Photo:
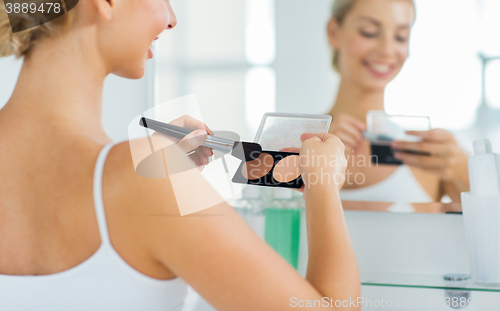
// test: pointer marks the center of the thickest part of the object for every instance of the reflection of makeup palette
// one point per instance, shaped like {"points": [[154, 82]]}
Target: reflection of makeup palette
{"points": [[272, 169]]}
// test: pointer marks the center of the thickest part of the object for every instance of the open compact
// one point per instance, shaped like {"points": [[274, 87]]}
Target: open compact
{"points": [[279, 135]]}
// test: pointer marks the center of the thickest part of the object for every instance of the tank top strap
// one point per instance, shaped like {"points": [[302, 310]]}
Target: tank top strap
{"points": [[98, 201]]}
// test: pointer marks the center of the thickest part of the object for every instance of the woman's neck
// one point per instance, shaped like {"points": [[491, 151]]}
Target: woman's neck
{"points": [[356, 101], [60, 84]]}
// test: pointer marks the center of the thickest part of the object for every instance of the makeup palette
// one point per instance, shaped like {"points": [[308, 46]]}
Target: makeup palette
{"points": [[382, 129], [279, 135]]}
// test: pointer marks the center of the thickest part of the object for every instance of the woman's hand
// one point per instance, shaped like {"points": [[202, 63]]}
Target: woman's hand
{"points": [[192, 141], [447, 159], [322, 162], [349, 130]]}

WRITTEN PROBLEM: Lay out all of the items above as a JSON list of strings, one string per line, skipping blank lines. Leave the pictures out.

ANSWER:
[
  "Photo:",
  "// test: pointer marks the center of the thickest part of the object for every instance of the reflection of makeup palette",
  "// one point per instance, shaped like {\"points\": [[154, 82]]}",
  "Target: reflection of makeup palette",
  "{\"points\": [[272, 169]]}",
  "// test: pointer marks the center of the thickest part of the object for every instance of the open compact",
  "// one point per instance, shaped like {\"points\": [[274, 87]]}",
  "Target: open compact",
  "{\"points\": [[279, 135]]}",
  "// test: pointer marks the center of the thickest part of the object for every instance of the tank top strap",
  "// one point per instance, shaped like {\"points\": [[302, 310]]}",
  "Target: tank top strap",
  "{\"points\": [[98, 201]]}",
  "// test: pointer marks the center of the thickest part of the object for every instance of the woman's neck",
  "// one point per instance, shaped like {\"points\": [[491, 151]]}",
  "Target: woman's neck",
  "{\"points\": [[356, 101], [60, 84]]}",
  "// test: pointer marks the center of the thickest part of the object for every instance of the makeup palette",
  "// one point per instance, shaped like {\"points\": [[308, 46]]}",
  "Target: makeup palette",
  "{\"points\": [[382, 129], [279, 135]]}",
  "// test: pointer marks the center of the thickest part of the object for every instance of the woman's hand",
  "// one point per instance, shaped like {\"points\": [[202, 63]]}",
  "Target: woman's hand",
  "{\"points\": [[192, 141], [447, 159], [322, 162], [349, 130]]}"
]